**TASKS**
[A] Read the wrestling review and decide whether each statement agrees with it: (i) Tony Atlas wins the 20 man battle royale by a coin flip; (ii) Hulk Hogan makes the save after the opening match of Best of the WWF #4; (iii) John Studd wins the 18 man battle royale. For each, answer yes or no and quote the deciding words of the review.
[B] Carry on the wrestling review from the point where it stops.

___ SUPPLIED PASSAGE ___

David is an untalented sack of shit, so the match is booked to be about
30 seconds long before Daddy Sammartino and Johnny V run in and start a
big brawl. 4 for 6.
– Bruno & David Sammartino v. Brutus Beefcake & Johnny V. Here’s the
match: Bruno comes in and does a spot to Beefcake to the delight of the
MSG crowd, then David comes in and repeats the same spot, just like his
father, except worse. Repeat for ten minutes, then David gets a cradle
on Johnny V out of nowhere for the pin. 4 for 7. I’m very relieved we
never, ever saw David again after 1985.
– King Kong Bundy models potential wigs on TNT.
– King Kong Bundy v. Tony Garea. Why did they give this 10 minutes?
Incredibly boring, as Bundy finally hits the Avalanche for the pin. 4
– 18 man battle royale. Hulk and Andre are both in it. Jobber Bob
Boyer gets crushed in an attempted pile-on on Andre. The ending is an
exact repeat (preview?) of Royal Rumble 1992, with Hulk playing Hulk,
Andre playing Sid, and John Studd playing Ric Flair. Studd dumps both
guys and wins the thing, and Hulk throws a hissy fit. 4 for 9.
The Bottom Line: Starts really good, goes downhill very fast. Take a
pass on this one.
Best of the WWF #4.
– Opening match: Rowdy Roddy Piper v. Paul Orndorff. This is the
result of Orndorff blowing the match at Wrestlemania and Piper blaming
him. Super hot crowd, and Orndorff looks great. Piper is a genius at
always working the eye poke in somewhere. Orndorff is just beating the
snot out of Piper when Piper’s boy-toy Bob Orton runs in and causes the
DQ. The heels destroy Orndorff (with the crowd screaming for Hogan) but
Hogan’s not there so the Bulldogs make the save. 1 for 1.
– Hulk Hogan & Jimmy Snuka v. Orton & Muraco. When Hogan dogs it, then
it gets really bad. Hogan is indestructable for a few minutes, before
(I swear) a single knee to the gut suddenly has Hogan writhing in pain
and agony on the mat. Ugh. Snuka gets tagged in and gets tagged in the
other sense, with Orton’s ever-present cast. He must have hit an artery
or something on his forehead, because Orton’s cast is covered in Snuka’s
blood after one shot. Hogan eventually tags back in, and a big brawl
erupts and the heels get DQ’d. 1 for 2.
– 20 man battle royale. You may have heard of this one, it’s a pretty
famous ending. Basically a parade of jobbers. A more impressive parade
you’ll never see, however — SD Jones, Jose Estrada, Johnny Rodz, Tiger
Chung Lee, Swede Hanson, they’re all here. Greg Valentine blades for no
readily apparent reason. Adrian Adonis and Tony Atlas eventually start
tossing jobbers until it’s just them, SD Jones and Greg Valentine. Atlas
and Jones form a coalition and eventually toss the heels. So what do we
do now? Flip a coin, of course. Atlas calls heads and wins the battle
royale. 1 for 3.

___ RAW DATA ___

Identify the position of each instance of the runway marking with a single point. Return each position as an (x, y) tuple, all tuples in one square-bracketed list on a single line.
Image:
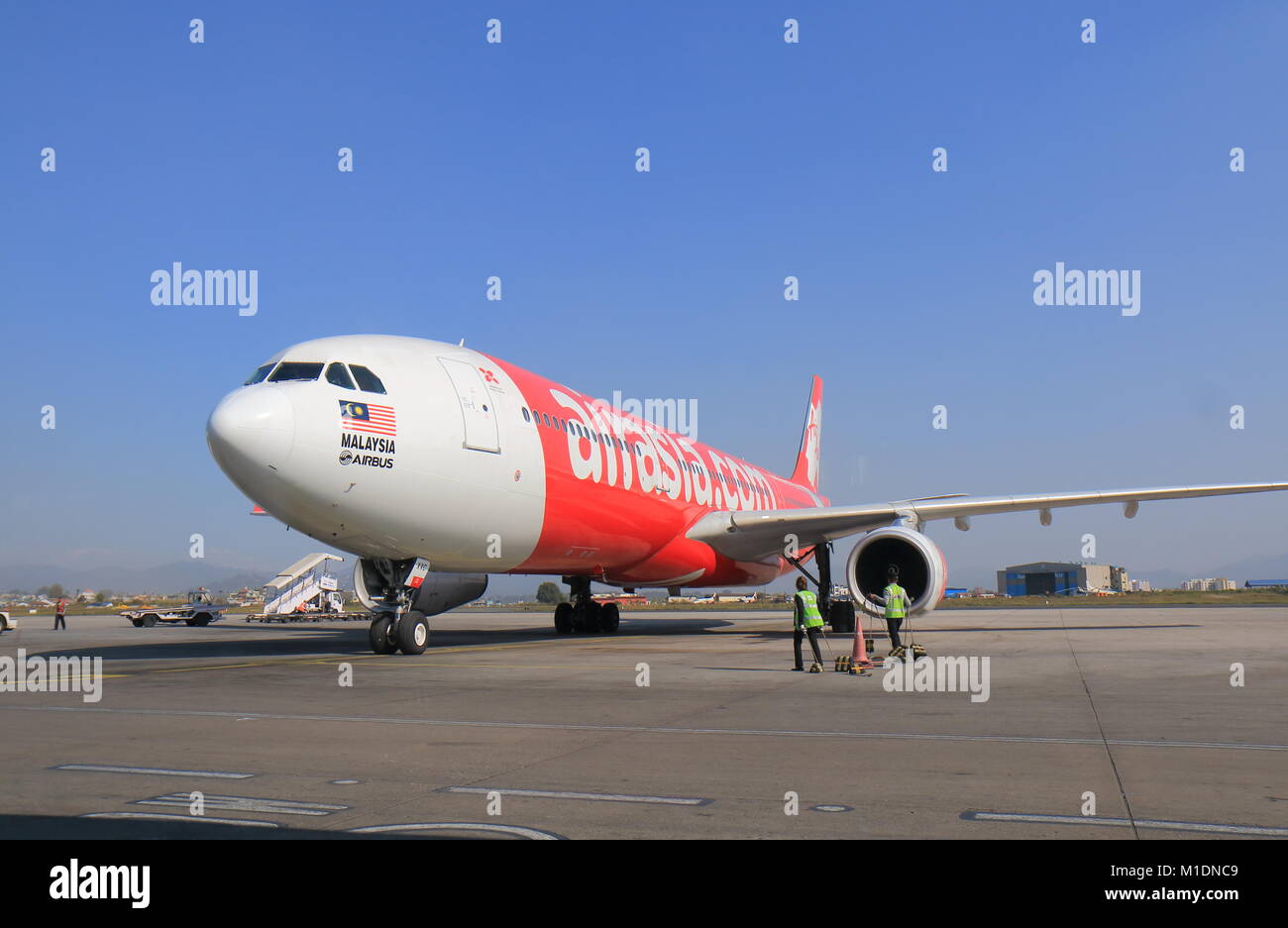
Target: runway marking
[(1210, 828), (161, 816), (649, 730), (246, 803), (160, 772), (600, 797), (402, 666), (516, 830)]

___

**RESULTS IN ORDER**
[A]
(i) Yes: "Atlas calls heads and wins the battle royale."
(ii) No: "Hogan’s not there so the Bulldogs make the save."
(iii) Yes: "Studd dumps both guys and wins the thing"

[B]
– Special segment with clips of wrestlers’ specialties. If you don’t
blink, you’ll catch a young, blond, Stan Hansen taking out Bruno and a
younger, mop-topped Larry Zbyszko taking on Bruno. I’ll give that alone
a point. 2 for 4.
– Stretcher match: Andre the Giant v. Killer Khan. Another famous
match that isn’t all that good. Khan broke Andre’s ankle a couple of
months previous and the big guy is kinda pissed. Khan gets his token
offense in, then the Giant completely obliterates him, with something
like 10 buttdrops and a big splash before finally the ref calls for the
stretcher to end the match. 2 for 5.
– Steel cage: Andre the Giant v. John Studd. Clipped. Andre slams
Studd and then does a buttdrop off the top rope! This was a 500 pound
guy we’re talking about here. Andre wins, of course. 3 for 6 for the
– Andre the Giant v. King Kong Bundy. This was dubbed the “Colossal
Jossle” by someone with more drug problems than I. Long, boring match.
Studd runs in at some predetermined but still nonsensicle point to draw
the DQ. 3 for 7.
– Greg Valentine & Brutus Beefcake v. Ricky Steamboat & Tito Santana. I
always thought that Santana and Steamboat would have made a perfect
team, and this bears me out. Beefcake sucks as always. Santana &
Valentine had the issue over the I-C title at this point. A few hot
tags, with Santana evenutally becoming the House O’ Fire and hitting the
Flying Jalapeno on Valentine. Beefcake makes the save and tosses
Steamboat, but the referee escorts him out. Valentine was holding
Santana from behind in a waistlock, waiting for Beefcake, and Santana
hooks a leg, takes him down, and slaps on the figure-four in one motion.
Now that was nifty. Valentine submits. 4 for 8.
The Bottom Line: This was pretty okay. The ending tag match was great,
everything else was pretty much hit-or-miss.